## WHAT THE TASK ASKS
Please state how many lines in the records contain the string "that", with no words besides the number.

## INPUT DATA
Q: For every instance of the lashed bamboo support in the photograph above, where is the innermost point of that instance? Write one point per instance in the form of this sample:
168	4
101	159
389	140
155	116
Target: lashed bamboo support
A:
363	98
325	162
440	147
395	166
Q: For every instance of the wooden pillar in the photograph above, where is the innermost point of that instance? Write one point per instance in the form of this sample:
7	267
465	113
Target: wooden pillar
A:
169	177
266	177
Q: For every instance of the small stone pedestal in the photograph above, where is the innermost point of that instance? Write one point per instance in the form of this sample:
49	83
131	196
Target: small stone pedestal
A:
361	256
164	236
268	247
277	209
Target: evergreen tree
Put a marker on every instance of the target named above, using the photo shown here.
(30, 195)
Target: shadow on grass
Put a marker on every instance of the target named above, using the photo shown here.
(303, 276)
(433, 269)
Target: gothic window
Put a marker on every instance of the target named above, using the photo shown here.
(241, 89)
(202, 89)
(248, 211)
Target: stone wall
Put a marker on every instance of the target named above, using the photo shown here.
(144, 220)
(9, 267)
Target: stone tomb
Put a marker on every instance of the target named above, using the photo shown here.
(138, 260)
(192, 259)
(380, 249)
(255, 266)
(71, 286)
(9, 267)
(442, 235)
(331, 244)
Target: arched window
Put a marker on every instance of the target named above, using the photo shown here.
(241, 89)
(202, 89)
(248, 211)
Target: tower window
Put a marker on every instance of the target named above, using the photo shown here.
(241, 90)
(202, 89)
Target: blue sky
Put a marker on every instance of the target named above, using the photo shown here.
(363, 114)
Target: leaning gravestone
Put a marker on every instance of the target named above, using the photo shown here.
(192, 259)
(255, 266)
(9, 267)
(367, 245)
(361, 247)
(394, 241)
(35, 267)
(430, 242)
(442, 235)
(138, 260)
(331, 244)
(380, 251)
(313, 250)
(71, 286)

## RESULT OF THE TASK
3